Your instructions:
Please repeat the records exactly. The pictures are to be left out.

Image-grounded pointing data
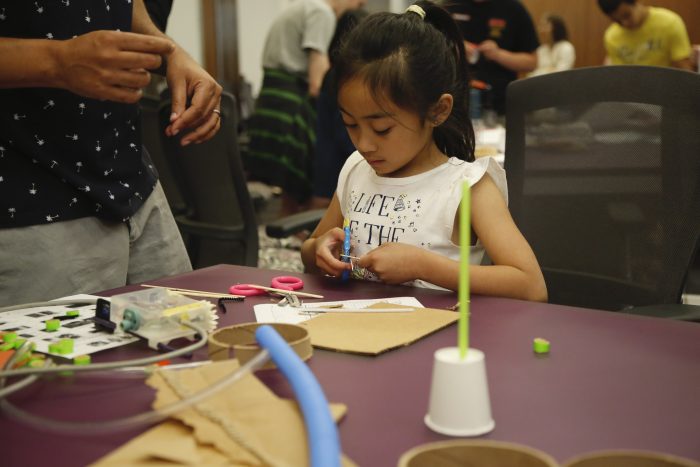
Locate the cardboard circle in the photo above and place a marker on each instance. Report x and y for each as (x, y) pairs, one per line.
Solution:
(484, 453)
(629, 458)
(239, 342)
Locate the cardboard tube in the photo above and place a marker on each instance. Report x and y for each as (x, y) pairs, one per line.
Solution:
(629, 458)
(482, 453)
(239, 342)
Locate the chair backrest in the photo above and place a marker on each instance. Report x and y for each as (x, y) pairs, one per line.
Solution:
(220, 225)
(603, 169)
(150, 136)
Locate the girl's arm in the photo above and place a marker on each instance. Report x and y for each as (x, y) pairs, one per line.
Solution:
(514, 274)
(321, 251)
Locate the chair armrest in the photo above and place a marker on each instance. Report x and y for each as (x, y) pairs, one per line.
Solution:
(290, 225)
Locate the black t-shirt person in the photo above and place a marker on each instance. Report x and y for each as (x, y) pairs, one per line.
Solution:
(507, 23)
(63, 156)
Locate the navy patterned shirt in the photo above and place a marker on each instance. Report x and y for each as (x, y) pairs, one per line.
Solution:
(63, 156)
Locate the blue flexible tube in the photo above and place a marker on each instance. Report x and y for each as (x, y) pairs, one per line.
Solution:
(324, 442)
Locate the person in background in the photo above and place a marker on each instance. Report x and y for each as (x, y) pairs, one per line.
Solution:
(555, 53)
(333, 145)
(282, 127)
(81, 209)
(501, 40)
(645, 35)
(402, 91)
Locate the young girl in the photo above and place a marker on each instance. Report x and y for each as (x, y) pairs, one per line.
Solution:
(403, 98)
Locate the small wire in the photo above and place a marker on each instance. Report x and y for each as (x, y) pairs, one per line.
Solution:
(145, 418)
(76, 302)
(7, 390)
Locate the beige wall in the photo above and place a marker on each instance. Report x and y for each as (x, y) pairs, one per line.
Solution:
(586, 23)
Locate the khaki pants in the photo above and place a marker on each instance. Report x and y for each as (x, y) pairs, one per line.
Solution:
(88, 255)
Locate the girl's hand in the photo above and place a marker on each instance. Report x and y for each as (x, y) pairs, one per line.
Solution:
(394, 263)
(328, 249)
(189, 81)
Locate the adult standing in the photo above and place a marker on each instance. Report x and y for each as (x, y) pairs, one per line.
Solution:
(500, 39)
(555, 53)
(645, 35)
(282, 127)
(81, 209)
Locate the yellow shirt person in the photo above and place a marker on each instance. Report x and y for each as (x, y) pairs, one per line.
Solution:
(644, 35)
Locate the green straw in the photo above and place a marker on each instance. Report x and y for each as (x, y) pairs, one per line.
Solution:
(464, 244)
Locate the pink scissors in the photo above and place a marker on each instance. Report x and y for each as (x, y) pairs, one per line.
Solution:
(279, 284)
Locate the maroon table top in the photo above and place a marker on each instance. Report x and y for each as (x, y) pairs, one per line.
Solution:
(611, 380)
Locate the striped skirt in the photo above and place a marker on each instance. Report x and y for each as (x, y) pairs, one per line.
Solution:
(283, 135)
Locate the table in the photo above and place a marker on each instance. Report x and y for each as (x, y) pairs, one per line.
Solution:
(610, 381)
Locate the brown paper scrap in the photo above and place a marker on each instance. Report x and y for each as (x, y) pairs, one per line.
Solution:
(245, 424)
(374, 333)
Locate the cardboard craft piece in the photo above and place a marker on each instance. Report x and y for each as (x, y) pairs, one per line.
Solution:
(260, 428)
(375, 333)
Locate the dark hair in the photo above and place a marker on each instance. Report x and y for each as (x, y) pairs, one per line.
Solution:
(609, 6)
(412, 62)
(559, 32)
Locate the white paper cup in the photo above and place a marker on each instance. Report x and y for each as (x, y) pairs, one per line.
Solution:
(459, 394)
(475, 452)
(628, 458)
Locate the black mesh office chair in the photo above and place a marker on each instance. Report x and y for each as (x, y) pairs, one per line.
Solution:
(603, 169)
(150, 135)
(219, 225)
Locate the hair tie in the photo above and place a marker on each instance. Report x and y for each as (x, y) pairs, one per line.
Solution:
(417, 10)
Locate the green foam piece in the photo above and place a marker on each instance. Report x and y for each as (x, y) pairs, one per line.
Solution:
(540, 345)
(62, 347)
(36, 363)
(10, 337)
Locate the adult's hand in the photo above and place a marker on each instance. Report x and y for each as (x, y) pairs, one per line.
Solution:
(187, 79)
(109, 65)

Answer area:
Locate the cardboard circle in the photo above and place a marker on each instance. Report x and y for each as (x, y) pairs, one per line.
Solution:
(484, 453)
(629, 458)
(239, 342)
Locate the cardboard tube in the photo above and place a marker on each instance. Report x and y for each as (x, y) pairs, one per line.
Solution:
(629, 458)
(482, 453)
(239, 342)
Locate the chair backrest in the photo above and place a marker on each instance. Report x and y for each as (x, y) pairs, one per line.
Solution:
(220, 225)
(603, 169)
(150, 136)
Locate the girl's arm in the photo above and place a marker on each instance. Report x and y for each as (x, y) pairs, one per line.
Solution:
(514, 274)
(321, 251)
Locate the chair armrest in the photo above and place a marker on each instance. Report x and y for each as (x, y) pairs, one per line.
Solution:
(290, 225)
Locate the black t-shirt person in the photo above and place a marker on each instance. Report x and y for each as (x, y) pairs, one per line.
Solution:
(507, 23)
(63, 156)
Locate the navy patterned shirt in the photo above and place a marker on each instance. Report x and y for each as (x, y) pairs, one per line.
Solution:
(63, 156)
Locate the blue flexible tube in the photo above and place a marker on each instance. Report x and y for each as (x, y) pairs, one per line.
Solution:
(324, 442)
Locate the person in background in the photo above and place a marker on each instance. Report x and y for each as (x, y) pairs, one per line.
Solution:
(555, 53)
(333, 145)
(282, 127)
(81, 209)
(501, 40)
(645, 35)
(402, 91)
Locate the young girl in the photo above and place a marker on each instance. Report x and y for each as (x, y) pairs, one per line.
Solution:
(403, 98)
Locate the small wire in the photo above and place a marker on each instance. Report x and y for each as (x, y) pairs, one per line.
Solution:
(145, 418)
(76, 302)
(7, 390)
Locate the beige wall in the photo above and place a marker on each instance. Report x and y for each as (x, y) pairs, one per line.
Solution:
(586, 23)
Locate the khaki pants in the photo above and place a marker on each instance. Report x and y for each as (x, y) pairs, one per line.
Solution:
(88, 255)
Locate the girl's hand in the photo above and place a marker on each instance. Report x and y for each as (x, y) pairs, one per line.
Solution:
(394, 263)
(328, 249)
(189, 81)
Locate the adult standing in the photo above and place a marker on each instance. Report x and y for each as (x, y) pairs, one per line.
Solution:
(500, 39)
(555, 53)
(645, 35)
(282, 127)
(81, 209)
Locate the yellow shirt person in the photo above and place a marker on each instance. Report x and y for each as (x, y) pairs, one per line.
Solution:
(644, 35)
Locate the green straw in the photo above and place a marker on each instance. Report x and y for each as (x, y) pairs, one per line.
Solution:
(464, 244)
Locate the pink scissors in the photo above and place a marker on each instance. Report x and y for each as (x, y) pairs, one per line.
Solution:
(279, 284)
Locate the maroon table top in the photo above and place a marker on each instance. Report x and y for each as (x, y) pairs, one per line.
Solution:
(611, 380)
Locate the striped skirt in the photo above and place a marker on each instance. Report x and y for each as (x, y) pairs, one per line.
Solution:
(283, 135)
Locate the table in the photo above and place a marker on each instance. Report x and y for each as (x, y) pairs, one per line.
Solution:
(610, 381)
Locate the brown paper scrap in the photo above and place a marker on each instance. Report x and y for each as (x, y) pairs, one per line.
Solution:
(245, 424)
(374, 333)
Locate the cardboard craft piece in the photo above and place a marker on each instance. Report x and y for each as (x, y) pairs, one per line.
Solution:
(260, 428)
(375, 333)
Locate the dark hair in the photo above and place a marker on each instance. Report x and y for each as (x, y) pairs, one per line.
Solution:
(609, 6)
(412, 62)
(559, 32)
Locate the white paper cup in the photo above and place a marker on each instance. Report x and y for each as (x, y) pairs, one per line.
Solution:
(459, 394)
(475, 452)
(628, 458)
Locate the black mesh office chair in the photo above and place a marker on each instance. Report x and y for each as (x, y) pairs, one per line.
Solution:
(603, 169)
(150, 135)
(219, 225)
Locate the hair tie in the photo above and place a marker on each instance. Report x and y for each as (x, y) pairs, one per line.
Solution:
(417, 10)
Locate the green foam piece in the photo above and place a marker on each instance. Report x and y for each as (x, y) pairs, one per line.
Solution:
(540, 345)
(62, 347)
(36, 363)
(10, 337)
Locate the adult's hand in the photo above and place a marker on each instance. Report x and y for each as (x, y) pairs, one per line.
Solution:
(187, 79)
(109, 65)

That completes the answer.